• _INFORMATION_:
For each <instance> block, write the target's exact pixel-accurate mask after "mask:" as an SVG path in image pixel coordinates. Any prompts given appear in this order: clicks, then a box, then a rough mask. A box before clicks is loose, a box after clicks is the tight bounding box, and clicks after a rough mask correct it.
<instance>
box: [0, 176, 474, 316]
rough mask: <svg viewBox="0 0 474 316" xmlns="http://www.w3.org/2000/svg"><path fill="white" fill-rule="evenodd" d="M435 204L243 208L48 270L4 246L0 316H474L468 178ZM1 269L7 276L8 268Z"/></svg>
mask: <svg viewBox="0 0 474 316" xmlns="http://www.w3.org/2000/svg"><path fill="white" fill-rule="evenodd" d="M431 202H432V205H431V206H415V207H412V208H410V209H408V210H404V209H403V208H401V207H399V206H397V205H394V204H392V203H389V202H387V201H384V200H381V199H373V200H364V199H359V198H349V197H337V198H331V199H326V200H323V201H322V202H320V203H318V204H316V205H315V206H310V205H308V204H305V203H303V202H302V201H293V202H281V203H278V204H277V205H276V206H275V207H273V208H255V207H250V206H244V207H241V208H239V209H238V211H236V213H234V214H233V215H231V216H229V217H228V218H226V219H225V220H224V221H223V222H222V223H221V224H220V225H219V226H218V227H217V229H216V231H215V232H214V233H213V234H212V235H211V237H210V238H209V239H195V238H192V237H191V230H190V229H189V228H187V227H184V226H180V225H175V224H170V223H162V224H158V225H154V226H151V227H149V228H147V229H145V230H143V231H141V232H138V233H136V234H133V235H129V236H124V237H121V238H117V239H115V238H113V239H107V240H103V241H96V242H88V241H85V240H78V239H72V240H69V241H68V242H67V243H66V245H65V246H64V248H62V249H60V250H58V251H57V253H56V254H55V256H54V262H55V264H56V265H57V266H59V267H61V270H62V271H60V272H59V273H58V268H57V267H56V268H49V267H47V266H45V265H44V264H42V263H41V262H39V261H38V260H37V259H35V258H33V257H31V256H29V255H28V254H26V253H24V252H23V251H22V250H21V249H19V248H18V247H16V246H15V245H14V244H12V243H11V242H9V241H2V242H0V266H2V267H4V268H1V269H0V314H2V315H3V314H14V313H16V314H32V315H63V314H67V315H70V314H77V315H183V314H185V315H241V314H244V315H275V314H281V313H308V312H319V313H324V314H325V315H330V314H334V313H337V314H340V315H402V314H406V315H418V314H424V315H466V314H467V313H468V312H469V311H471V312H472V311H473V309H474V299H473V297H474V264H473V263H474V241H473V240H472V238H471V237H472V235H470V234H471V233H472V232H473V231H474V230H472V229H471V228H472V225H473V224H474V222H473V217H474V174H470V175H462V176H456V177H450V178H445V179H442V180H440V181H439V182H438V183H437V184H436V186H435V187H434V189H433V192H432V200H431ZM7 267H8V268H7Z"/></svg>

• _WHAT YOU WILL DO_: A verbatim copy of all the records is required. Write it out in full.

• _TASK RESPONSE_:
For each <instance> block, write the target's exact pixel-accurate mask after "mask:" as an SVG path in image pixel coordinates. Any prompts given appear in this order: clicks, then a box, then a rough mask. A box before clicks is loose, a box after clicks is the tight bounding box, and clicks after a rough mask correct it.
<instance>
box: [0, 176, 474, 316]
rough mask: <svg viewBox="0 0 474 316" xmlns="http://www.w3.org/2000/svg"><path fill="white" fill-rule="evenodd" d="M435 204L243 208L48 270L4 246L0 316H474L468 178ZM1 269L7 276L8 268Z"/></svg>
mask: <svg viewBox="0 0 474 316" xmlns="http://www.w3.org/2000/svg"><path fill="white" fill-rule="evenodd" d="M431 202H432V205H431V206H415V207H412V208H410V209H408V210H404V209H403V208H401V207H399V206H397V205H394V204H392V203H389V202H387V201H384V200H381V199H373V200H364V199H359V198H349V197H337V198H331V199H326V200H323V201H322V202H320V203H318V204H316V205H315V206H310V205H308V204H305V203H303V202H302V201H293V202H281V203H278V204H277V205H276V206H275V207H273V208H255V207H250V206H244V207H241V208H239V209H238V211H236V213H234V214H233V215H231V216H229V217H228V218H226V219H225V220H224V221H223V222H222V223H221V224H220V225H219V226H218V227H217V229H216V231H215V232H214V233H213V234H212V235H211V237H210V238H209V239H195V238H192V237H191V230H190V229H189V228H187V227H184V226H180V225H175V224H170V223H162V224H158V225H154V226H151V227H149V228H147V229H145V230H143V231H141V232H138V233H136V234H133V235H129V236H124V237H121V238H117V239H115V238H113V239H107V240H103V241H96V242H88V241H85V240H78V239H72V240H69V241H68V242H67V243H66V245H65V246H64V248H62V249H60V250H58V251H57V253H56V254H55V256H54V262H55V264H56V265H57V266H59V267H61V270H62V271H60V272H59V273H58V268H57V267H56V268H49V267H47V266H45V265H44V264H42V263H41V262H39V261H38V260H37V259H35V258H33V257H31V256H29V255H28V254H26V253H24V252H23V251H22V250H21V249H19V248H18V247H16V246H15V245H14V244H12V243H11V242H9V241H2V242H0V266H2V267H4V268H1V269H0V314H2V315H3V314H14V313H16V314H32V315H63V314H67V315H70V314H77V315H183V314H185V315H241V314H244V315H275V314H281V313H308V312H319V313H324V314H325V315H330V314H334V313H337V314H340V315H402V314H406V315H418V314H424V315H466V314H467V313H468V312H469V311H471V312H472V311H473V309H474V299H473V297H474V264H473V263H474V241H473V240H472V238H471V237H472V235H470V234H471V233H472V232H473V231H474V230H472V229H471V228H472V225H473V224H474V222H473V217H474V174H470V175H462V176H456V177H450V178H445V179H442V180H440V181H439V182H438V183H437V184H436V186H435V187H434V189H433V192H432V200H431ZM7 267H8V268H7Z"/></svg>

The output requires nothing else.